Задания –
1. Запишите без изменений часть фрагмента документа между словами «Однако и хлопот» и «были исполнены достоинства.», включая их.
2. Ответьте по фрагменту документа на вопросы:
(а) Где, согласно тексту, приходилось побираться себе на еду?
(б) Из какой одежды был сделан костюм, о котором говорится в тексте?
(в) Как называли себя прихожане?

Фрагмент документа –
Однако и хлопот они нам тоже не доставляли. В Пусане нам приходилось побираться себе на еду, а теперь у нас была комната, в которой можно было проводить службы. Нам нечего было бояться. Я даже соорудил себе костюм из американской рабочей униформы, которую покрасил в черный цвет и носил с черными резиновыми галошами. Хотя люди постоянно искали случая унизить нас, в душе мы более, чем кто-либо, были исполнены достоинства.
Наши прихожане называли себя «щикку», или «члены семьи». Мы были буквально опьянены любовью. Все, кто приходил к нам, могли видеть, что я делаю и о чем говорю. Мы были связаны друг с другом незримыми узами любви, которые позволяли нам общаться с Богом. Например, какая-нибудь женщина, готовившая еду у себя на кухне, могла внезапно сорваться и прибежать к нам в Церковь. Другая женщина, собираясь переодеться в новое платье, внезапно выбегала из дома как есть, в старой и дырявой одежде. Если какую-нибудь прихожанку родители мужа брили наголо, пытаясь отвадить от Церкви, она все равно приходила к нам с лысой головой.

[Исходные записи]
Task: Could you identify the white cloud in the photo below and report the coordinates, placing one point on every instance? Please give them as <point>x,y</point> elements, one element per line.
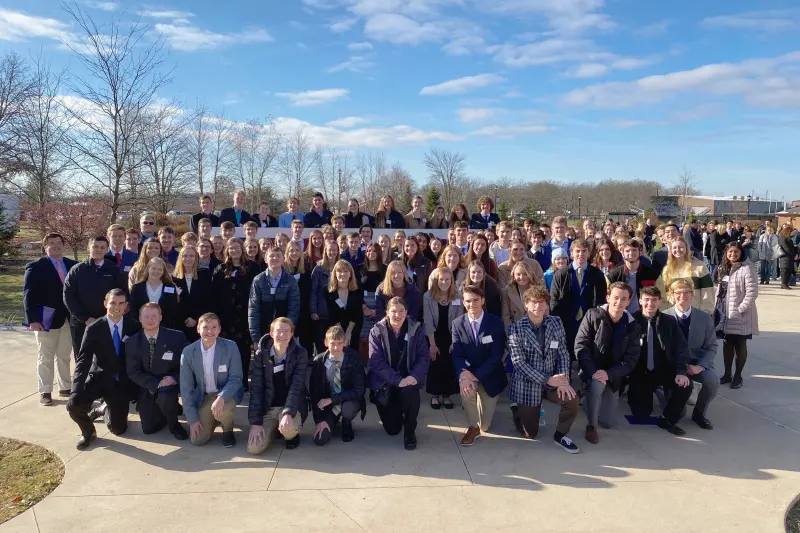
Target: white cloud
<point>508,132</point>
<point>17,26</point>
<point>342,25</point>
<point>188,38</point>
<point>359,47</point>
<point>363,137</point>
<point>475,114</point>
<point>766,21</point>
<point>314,98</point>
<point>353,64</point>
<point>463,85</point>
<point>347,122</point>
<point>770,83</point>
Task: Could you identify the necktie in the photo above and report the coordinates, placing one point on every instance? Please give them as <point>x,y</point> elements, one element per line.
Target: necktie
<point>337,384</point>
<point>152,341</point>
<point>62,273</point>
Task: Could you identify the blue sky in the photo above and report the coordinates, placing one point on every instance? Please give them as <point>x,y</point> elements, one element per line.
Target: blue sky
<point>570,90</point>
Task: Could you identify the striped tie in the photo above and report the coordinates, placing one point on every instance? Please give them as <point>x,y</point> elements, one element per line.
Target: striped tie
<point>337,384</point>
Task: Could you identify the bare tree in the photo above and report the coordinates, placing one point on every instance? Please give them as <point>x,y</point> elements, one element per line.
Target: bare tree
<point>255,153</point>
<point>16,88</point>
<point>297,162</point>
<point>123,73</point>
<point>42,149</point>
<point>165,155</point>
<point>446,171</point>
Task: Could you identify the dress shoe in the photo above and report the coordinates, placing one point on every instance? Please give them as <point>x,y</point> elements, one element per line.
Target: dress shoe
<point>347,431</point>
<point>671,428</point>
<point>702,421</point>
<point>469,437</point>
<point>591,434</point>
<point>85,441</point>
<point>178,432</point>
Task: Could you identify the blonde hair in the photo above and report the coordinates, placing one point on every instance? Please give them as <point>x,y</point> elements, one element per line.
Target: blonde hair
<point>386,286</point>
<point>333,283</point>
<point>180,273</point>
<point>436,292</point>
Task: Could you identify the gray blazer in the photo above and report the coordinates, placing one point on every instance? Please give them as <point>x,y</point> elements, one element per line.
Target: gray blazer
<point>430,313</point>
<point>227,374</point>
<point>702,337</point>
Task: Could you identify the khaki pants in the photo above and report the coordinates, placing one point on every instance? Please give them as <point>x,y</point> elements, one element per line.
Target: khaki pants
<point>210,422</point>
<point>480,408</point>
<point>54,345</point>
<point>271,421</point>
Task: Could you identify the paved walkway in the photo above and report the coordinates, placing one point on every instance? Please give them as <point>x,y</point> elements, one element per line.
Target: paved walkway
<point>739,477</point>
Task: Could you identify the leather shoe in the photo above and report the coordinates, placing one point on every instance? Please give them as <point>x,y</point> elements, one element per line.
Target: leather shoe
<point>178,432</point>
<point>671,428</point>
<point>469,437</point>
<point>85,441</point>
<point>702,421</point>
<point>591,434</point>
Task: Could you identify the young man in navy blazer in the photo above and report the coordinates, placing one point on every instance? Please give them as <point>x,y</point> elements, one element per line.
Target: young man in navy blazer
<point>478,343</point>
<point>47,316</point>
<point>100,370</point>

Ответы ниже –
1.
Однако и хлопот они нам тоже не доставляли. В Пусане нам приходилось побираться себе на еду, а теперь у нас была комната, в которой можно было проводить службы. Нам нечего было бояться. Я даже соорудил себе костюм из американской рабочей униформы, которую покрасил в черный цвет и носил с черными резиновыми галошами. Хотя люди постоянно искали случая унизить нас, в душе мы более, чем кто-либо, были исполнены достоинства.

2.
(а) Побираться себе на еду приходилось в Пусане.
(б) Костюм был сделан из американской рабочей униформы, покрашенной в черный цвет.
(в) Прихожане называли себя «щикку», или «члены семьи».